Stored entries
◆ ◆ ◆ ◆ ◆
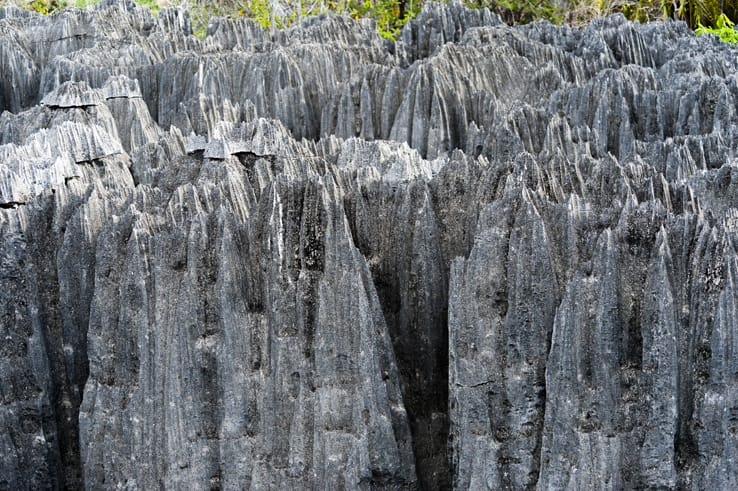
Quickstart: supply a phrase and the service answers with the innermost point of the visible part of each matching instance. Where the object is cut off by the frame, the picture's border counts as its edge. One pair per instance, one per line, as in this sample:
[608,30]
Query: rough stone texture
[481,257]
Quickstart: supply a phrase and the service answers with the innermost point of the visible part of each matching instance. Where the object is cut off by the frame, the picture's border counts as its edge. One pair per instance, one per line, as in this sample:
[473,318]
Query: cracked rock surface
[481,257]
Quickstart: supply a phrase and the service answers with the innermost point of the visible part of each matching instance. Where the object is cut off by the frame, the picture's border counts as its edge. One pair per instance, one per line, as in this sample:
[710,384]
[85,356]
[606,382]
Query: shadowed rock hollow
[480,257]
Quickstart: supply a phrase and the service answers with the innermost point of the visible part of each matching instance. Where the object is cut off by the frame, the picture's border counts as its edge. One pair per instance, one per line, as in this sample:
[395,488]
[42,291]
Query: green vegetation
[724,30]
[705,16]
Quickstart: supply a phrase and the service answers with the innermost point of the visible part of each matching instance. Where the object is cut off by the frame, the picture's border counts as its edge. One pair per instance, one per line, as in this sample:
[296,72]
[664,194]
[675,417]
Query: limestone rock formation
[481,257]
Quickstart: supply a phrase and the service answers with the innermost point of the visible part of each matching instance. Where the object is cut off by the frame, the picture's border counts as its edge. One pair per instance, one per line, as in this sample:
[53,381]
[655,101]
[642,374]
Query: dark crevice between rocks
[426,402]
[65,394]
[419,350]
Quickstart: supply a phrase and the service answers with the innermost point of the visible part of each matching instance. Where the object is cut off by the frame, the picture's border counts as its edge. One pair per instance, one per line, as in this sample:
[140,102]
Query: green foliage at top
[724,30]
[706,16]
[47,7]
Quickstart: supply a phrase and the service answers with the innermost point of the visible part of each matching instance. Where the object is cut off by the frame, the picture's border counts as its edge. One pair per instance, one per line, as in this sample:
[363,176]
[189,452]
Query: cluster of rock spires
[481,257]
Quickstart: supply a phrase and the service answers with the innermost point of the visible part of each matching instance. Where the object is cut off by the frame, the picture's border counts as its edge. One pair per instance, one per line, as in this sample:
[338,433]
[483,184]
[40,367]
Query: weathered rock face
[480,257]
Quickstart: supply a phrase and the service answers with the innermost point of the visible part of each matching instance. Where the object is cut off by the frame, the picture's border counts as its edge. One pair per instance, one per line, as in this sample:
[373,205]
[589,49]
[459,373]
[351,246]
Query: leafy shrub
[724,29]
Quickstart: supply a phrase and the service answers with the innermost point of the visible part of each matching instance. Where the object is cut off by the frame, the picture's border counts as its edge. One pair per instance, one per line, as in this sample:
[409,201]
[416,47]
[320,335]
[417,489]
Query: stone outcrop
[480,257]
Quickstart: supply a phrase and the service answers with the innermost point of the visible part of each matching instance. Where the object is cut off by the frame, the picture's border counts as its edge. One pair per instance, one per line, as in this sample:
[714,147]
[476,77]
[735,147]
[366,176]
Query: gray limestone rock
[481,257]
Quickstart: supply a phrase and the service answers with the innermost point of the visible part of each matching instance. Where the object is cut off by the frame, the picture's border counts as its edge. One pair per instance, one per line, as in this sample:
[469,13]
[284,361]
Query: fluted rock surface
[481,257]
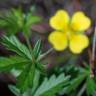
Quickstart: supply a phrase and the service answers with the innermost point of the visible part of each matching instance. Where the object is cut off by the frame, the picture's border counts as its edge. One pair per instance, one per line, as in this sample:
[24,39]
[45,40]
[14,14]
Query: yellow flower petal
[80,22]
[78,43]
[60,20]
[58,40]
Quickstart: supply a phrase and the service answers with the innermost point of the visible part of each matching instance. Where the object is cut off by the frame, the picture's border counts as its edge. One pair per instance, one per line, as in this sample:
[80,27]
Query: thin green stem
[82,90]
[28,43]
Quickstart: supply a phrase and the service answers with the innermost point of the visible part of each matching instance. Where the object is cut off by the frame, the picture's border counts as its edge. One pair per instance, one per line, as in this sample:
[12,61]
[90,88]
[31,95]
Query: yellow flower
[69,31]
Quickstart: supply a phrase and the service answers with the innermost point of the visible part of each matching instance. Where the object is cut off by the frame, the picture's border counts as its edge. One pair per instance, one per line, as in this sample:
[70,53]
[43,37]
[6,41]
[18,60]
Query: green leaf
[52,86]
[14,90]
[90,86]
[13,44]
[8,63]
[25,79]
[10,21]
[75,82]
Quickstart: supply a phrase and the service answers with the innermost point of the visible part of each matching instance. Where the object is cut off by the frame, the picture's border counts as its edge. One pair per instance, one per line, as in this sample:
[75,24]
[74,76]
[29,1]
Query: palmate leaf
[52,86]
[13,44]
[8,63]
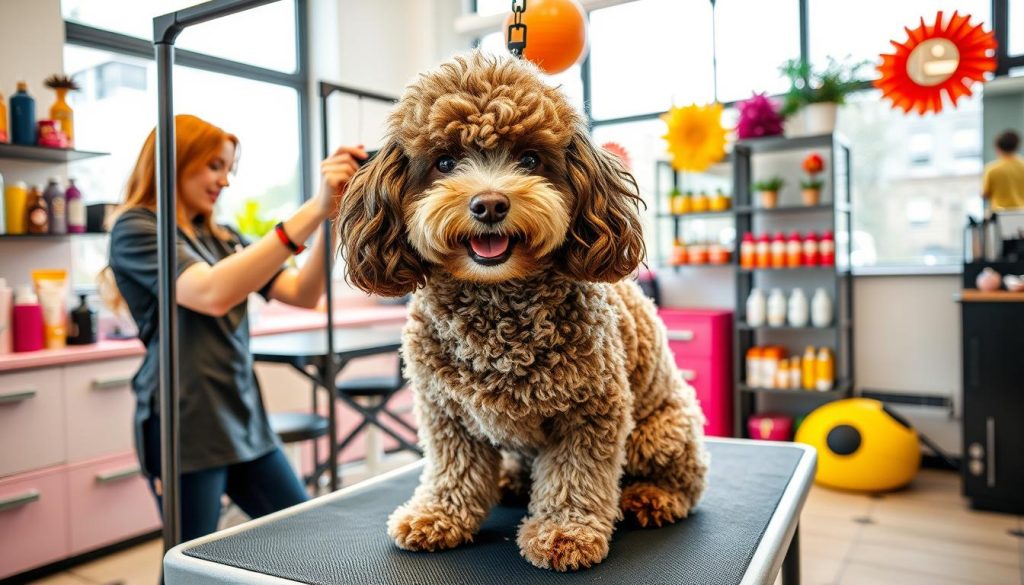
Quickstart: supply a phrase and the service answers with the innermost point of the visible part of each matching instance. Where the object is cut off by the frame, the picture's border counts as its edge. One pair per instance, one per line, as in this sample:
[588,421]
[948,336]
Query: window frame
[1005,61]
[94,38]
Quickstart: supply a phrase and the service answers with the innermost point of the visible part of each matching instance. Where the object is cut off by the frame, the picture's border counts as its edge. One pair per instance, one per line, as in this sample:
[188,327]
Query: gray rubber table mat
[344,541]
◆ ◆ ◆ ◆ ◆
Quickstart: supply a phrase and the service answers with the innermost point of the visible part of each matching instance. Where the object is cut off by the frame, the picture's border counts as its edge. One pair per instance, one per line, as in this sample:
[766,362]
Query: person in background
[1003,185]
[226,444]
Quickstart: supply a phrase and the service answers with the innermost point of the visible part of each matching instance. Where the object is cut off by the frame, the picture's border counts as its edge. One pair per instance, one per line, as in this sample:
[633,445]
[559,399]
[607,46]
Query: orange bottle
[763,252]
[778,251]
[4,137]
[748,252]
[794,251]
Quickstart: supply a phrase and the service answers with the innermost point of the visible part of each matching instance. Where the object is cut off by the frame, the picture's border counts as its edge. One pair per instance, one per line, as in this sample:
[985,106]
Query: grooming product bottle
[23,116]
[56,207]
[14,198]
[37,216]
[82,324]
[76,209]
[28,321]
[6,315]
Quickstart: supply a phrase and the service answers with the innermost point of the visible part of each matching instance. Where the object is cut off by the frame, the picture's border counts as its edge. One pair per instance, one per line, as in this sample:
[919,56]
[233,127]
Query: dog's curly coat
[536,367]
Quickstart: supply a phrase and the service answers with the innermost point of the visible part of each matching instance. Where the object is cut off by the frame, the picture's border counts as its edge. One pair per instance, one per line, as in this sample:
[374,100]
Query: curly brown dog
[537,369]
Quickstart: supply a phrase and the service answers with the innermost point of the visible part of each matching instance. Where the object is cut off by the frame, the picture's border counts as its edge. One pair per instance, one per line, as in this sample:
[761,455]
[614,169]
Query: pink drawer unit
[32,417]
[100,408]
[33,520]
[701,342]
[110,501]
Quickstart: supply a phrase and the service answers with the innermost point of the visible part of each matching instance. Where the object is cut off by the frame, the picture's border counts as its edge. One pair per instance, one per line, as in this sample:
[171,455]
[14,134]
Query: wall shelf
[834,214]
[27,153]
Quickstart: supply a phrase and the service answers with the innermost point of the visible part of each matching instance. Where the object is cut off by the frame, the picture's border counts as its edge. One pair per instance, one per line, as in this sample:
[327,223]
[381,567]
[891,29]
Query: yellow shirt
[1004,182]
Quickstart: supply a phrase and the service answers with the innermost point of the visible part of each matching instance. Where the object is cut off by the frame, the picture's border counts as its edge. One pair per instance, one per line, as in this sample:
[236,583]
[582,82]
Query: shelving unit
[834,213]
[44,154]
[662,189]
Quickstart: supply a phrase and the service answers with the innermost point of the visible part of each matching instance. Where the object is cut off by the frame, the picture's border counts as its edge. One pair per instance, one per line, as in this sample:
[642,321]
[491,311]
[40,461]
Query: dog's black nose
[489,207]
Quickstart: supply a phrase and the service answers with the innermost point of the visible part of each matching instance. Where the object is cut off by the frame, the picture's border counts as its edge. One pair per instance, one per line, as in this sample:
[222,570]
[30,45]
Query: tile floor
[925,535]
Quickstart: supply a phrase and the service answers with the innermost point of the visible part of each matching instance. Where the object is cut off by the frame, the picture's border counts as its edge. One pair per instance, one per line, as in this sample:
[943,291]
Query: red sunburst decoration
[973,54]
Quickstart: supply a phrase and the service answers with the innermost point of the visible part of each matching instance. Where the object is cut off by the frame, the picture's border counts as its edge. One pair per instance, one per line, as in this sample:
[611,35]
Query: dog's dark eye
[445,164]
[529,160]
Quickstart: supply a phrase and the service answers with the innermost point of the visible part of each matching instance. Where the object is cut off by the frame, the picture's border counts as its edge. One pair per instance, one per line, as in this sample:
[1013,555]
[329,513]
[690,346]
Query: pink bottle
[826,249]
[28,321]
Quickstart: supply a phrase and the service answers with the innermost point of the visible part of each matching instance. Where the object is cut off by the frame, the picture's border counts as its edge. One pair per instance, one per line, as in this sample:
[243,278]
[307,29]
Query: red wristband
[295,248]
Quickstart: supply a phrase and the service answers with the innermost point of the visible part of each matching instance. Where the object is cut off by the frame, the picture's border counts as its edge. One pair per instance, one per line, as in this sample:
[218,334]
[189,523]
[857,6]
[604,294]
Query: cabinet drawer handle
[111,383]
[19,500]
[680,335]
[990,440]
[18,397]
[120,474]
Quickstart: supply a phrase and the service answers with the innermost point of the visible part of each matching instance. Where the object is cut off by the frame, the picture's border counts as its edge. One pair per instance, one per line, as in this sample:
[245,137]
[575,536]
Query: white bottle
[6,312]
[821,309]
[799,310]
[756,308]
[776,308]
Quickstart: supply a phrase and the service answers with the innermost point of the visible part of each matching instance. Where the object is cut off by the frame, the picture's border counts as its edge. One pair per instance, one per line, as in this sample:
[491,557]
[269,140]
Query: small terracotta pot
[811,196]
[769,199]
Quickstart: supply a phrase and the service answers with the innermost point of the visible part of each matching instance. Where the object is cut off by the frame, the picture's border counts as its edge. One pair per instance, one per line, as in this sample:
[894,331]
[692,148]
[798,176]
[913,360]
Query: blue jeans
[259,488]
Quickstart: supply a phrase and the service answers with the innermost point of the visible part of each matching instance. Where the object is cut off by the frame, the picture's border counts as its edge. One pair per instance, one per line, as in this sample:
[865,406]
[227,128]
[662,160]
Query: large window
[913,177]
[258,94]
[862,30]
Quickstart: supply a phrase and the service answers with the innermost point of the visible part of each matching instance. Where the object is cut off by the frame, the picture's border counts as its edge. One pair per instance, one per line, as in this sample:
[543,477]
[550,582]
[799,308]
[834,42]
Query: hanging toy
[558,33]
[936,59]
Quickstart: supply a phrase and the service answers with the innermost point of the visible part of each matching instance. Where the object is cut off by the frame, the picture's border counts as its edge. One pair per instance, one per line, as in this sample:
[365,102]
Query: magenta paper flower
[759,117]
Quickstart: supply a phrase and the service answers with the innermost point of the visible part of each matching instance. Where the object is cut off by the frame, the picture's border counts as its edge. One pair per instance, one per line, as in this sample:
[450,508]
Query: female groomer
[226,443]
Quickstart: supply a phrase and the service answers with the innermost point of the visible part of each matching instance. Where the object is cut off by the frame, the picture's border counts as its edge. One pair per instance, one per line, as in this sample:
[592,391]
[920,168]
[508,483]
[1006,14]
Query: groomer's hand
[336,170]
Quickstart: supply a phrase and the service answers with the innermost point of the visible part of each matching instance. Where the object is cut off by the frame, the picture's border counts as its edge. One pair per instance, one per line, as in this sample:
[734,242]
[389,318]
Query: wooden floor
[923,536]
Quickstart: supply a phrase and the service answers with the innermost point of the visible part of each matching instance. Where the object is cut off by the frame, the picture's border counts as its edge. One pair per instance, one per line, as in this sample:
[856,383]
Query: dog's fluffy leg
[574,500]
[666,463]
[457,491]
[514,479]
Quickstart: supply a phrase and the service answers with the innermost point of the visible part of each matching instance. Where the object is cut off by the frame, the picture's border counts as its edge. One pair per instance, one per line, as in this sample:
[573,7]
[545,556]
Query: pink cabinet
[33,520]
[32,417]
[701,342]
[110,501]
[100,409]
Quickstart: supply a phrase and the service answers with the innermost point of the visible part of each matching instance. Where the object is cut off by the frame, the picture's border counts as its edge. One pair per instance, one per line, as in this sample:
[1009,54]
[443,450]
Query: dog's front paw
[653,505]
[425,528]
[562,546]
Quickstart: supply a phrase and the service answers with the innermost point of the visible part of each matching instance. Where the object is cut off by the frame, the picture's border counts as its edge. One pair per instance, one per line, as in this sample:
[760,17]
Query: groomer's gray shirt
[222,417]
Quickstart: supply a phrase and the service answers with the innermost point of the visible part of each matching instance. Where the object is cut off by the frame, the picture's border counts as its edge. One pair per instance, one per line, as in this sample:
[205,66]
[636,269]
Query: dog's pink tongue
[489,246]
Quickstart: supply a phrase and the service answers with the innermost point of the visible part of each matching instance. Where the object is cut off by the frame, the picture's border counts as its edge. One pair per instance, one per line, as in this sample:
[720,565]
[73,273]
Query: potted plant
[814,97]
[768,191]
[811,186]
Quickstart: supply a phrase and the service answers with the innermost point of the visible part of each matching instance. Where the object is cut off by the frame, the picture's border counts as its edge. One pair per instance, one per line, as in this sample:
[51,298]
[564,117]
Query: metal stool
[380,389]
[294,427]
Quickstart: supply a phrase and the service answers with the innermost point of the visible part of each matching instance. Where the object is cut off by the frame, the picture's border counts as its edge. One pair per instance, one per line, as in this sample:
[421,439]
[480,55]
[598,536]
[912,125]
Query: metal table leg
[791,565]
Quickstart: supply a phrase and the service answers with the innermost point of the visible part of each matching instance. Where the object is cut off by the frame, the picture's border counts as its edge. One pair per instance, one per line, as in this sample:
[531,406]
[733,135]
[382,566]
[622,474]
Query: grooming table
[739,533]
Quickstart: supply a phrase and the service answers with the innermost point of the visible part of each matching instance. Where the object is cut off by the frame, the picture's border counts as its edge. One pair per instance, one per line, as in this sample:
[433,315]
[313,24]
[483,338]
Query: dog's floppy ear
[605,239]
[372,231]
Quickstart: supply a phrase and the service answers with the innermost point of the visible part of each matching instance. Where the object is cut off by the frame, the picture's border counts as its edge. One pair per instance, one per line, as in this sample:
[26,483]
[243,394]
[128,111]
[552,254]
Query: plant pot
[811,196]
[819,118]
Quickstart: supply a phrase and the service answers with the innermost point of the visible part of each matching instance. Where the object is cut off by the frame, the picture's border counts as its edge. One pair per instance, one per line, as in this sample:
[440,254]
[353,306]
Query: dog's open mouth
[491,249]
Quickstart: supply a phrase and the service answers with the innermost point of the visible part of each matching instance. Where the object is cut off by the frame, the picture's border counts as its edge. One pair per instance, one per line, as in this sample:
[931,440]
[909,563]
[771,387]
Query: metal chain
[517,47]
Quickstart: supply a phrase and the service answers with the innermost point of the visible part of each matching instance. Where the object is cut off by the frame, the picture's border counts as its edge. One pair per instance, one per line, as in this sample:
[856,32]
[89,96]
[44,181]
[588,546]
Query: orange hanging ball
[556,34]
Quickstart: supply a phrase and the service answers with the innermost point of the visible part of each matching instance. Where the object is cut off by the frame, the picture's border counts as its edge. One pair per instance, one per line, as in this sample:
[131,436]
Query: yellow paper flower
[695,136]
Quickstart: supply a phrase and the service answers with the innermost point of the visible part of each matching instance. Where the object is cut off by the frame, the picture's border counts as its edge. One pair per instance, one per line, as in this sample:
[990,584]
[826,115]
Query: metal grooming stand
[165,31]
◆ ◆ ◆ ◆ ◆
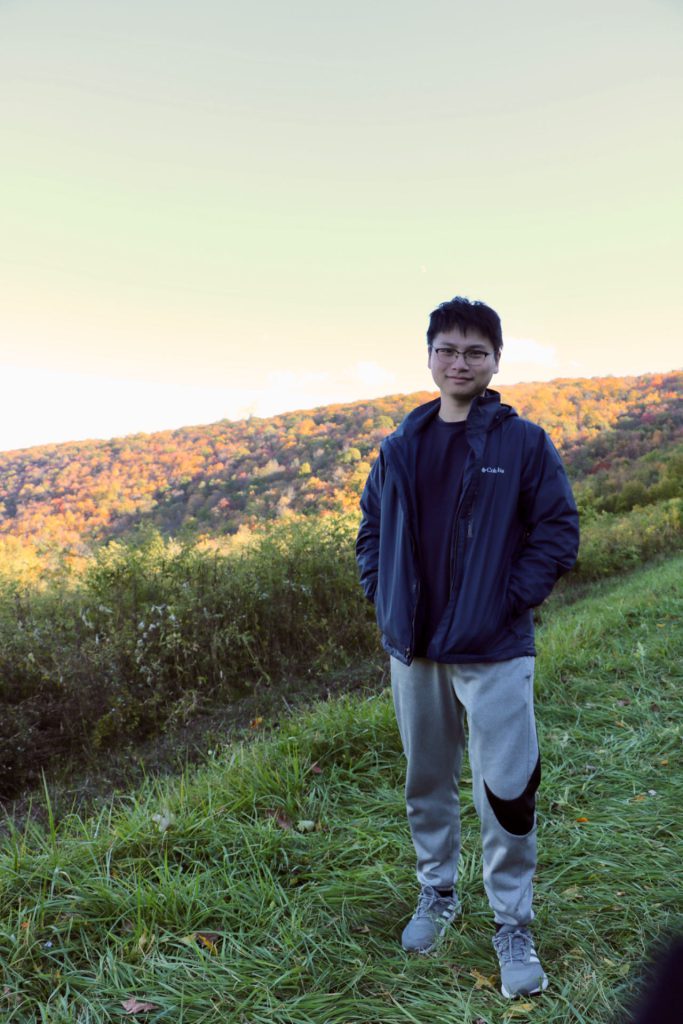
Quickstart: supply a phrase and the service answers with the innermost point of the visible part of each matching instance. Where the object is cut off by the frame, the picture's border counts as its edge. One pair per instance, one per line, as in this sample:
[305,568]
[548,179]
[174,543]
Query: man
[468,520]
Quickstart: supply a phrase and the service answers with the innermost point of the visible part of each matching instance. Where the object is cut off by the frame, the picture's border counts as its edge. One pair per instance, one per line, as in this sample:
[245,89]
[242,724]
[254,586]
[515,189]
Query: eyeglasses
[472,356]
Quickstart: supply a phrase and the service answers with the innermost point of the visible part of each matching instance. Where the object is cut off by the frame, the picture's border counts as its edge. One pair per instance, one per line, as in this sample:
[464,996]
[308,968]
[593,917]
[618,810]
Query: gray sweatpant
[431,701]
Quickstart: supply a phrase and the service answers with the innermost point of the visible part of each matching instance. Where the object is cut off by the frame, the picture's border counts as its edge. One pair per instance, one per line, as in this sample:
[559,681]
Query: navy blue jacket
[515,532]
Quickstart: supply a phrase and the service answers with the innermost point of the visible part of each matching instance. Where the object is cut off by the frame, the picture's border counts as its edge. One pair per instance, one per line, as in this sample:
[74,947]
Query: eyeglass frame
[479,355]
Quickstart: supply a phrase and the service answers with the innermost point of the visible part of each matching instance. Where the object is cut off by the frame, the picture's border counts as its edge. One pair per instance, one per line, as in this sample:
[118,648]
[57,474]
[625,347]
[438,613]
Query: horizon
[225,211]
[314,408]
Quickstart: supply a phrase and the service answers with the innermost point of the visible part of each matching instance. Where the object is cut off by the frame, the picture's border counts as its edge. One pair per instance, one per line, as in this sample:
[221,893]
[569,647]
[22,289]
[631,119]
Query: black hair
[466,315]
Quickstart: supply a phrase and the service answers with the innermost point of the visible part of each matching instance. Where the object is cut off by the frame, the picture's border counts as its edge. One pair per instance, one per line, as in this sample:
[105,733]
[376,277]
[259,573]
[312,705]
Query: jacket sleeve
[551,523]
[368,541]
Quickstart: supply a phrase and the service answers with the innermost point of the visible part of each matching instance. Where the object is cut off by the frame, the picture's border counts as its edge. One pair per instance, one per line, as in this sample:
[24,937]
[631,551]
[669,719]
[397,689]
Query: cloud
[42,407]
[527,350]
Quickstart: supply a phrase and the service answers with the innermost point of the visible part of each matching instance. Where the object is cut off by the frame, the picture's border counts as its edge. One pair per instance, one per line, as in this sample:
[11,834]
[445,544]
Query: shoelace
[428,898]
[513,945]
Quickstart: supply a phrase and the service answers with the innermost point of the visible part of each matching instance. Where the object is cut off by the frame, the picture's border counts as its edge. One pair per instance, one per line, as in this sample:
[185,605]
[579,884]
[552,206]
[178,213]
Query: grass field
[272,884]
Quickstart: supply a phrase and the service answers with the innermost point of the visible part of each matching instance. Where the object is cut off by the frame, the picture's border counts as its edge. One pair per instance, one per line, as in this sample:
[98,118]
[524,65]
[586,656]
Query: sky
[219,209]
◆ ◆ ◆ ◆ ◆
Which lines in the material above contain the word "flower"? Pull out each of them in full.

Query: yellow flower petal
Query: yellow flower
Query: magenta paper flower
Query: yellow paper flower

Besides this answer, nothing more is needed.